# Problem details:
Take all the material and copy it exactly.

# Listed records:
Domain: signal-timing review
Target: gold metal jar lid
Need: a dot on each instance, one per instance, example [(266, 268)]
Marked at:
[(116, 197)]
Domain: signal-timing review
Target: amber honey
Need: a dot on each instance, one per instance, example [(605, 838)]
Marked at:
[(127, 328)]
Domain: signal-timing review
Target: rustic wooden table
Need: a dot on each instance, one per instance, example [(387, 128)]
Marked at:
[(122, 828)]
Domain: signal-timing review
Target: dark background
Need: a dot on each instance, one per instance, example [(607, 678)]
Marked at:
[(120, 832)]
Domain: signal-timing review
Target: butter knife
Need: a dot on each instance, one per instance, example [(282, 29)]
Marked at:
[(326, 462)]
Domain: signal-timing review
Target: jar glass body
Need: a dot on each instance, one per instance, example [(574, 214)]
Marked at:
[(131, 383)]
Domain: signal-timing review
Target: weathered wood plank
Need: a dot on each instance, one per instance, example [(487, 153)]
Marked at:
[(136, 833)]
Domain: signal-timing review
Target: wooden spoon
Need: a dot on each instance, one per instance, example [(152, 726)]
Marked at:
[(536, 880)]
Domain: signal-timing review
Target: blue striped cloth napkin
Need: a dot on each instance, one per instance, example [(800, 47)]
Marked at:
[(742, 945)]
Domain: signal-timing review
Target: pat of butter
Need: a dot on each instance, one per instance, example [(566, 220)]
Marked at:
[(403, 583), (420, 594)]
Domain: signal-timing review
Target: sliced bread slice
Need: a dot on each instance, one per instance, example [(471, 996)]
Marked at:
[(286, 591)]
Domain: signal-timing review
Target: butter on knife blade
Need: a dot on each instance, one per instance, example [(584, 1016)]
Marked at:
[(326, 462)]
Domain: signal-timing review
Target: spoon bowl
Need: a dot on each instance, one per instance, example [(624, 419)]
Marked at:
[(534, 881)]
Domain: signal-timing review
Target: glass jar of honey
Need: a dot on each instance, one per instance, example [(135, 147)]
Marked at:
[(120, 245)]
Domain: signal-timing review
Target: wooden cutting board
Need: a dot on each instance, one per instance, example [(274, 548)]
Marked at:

# Written solution:
Domain: signal-timing review
Target: gold metal jar lid
Need: a dot on each instance, one per instance, example [(266, 268)]
Marked at:
[(116, 197)]
Domain: signal-timing review
Target: amber honey
Need: a dot on each instance, one per instance, example [(605, 838)]
Marked at:
[(127, 328)]
Domain: signal-timing review
Target: rustic wooden table
Need: a dot on each instance, one per instance, example [(387, 128)]
Marked at:
[(122, 828)]
Domain: signal-timing review
Target: dark background
Need: a dot on each instance, one per instance, example [(607, 678)]
Marked at:
[(120, 832)]
Domain: signal-timing review
Target: butter knife
Need: a dot on each instance, one per instance, example [(282, 29)]
Marked at:
[(326, 462)]
Domain: signal-timing review
Target: jar glass body
Need: a dot on each instance, one per instance, example [(574, 214)]
Marked at:
[(131, 383)]
Domain: signal-timing review
Target: weathered wood plank
Need: a dot on each instance, one per instance, example [(487, 153)]
Marked at:
[(136, 833)]
Domain: signal-timing review
Target: wooden spoon
Need: a dot on each instance, one per instance, example [(152, 726)]
Marked at:
[(536, 880)]
Domain: signal-timing review
Target: blue striped cloth napkin
Need: a dot on each instance, one per instance, example [(800, 47)]
Marked at:
[(742, 945)]
Domain: signal-timing review
Target: pat of butter
Need: a dot on each instance, one per instance, example [(566, 220)]
Marked at:
[(403, 583), (420, 594)]
Domain: signal-timing review
Target: sliced bread slice
Need: a dot on each instance, one per instance, example [(471, 996)]
Marked at:
[(286, 591)]
Domain: signal-timing review
Target: butter on knife blade
Need: a dot on each instance, one per instance, example [(584, 1016)]
Marked at:
[(326, 462)]
Domain: signal-timing review
Target: spoon bowl
Need: a dot on each instance, one per instance, example [(624, 419)]
Marked at:
[(534, 881)]
Domain: signal-timing review
Target: glass jar of honey
Need: a dot on each instance, one per instance, example [(135, 147)]
Marked at:
[(120, 245)]
Domain: signal-timing review
Target: wooden cutting board
Need: a dot on each instance, one per instance, example [(274, 548)]
Marked at:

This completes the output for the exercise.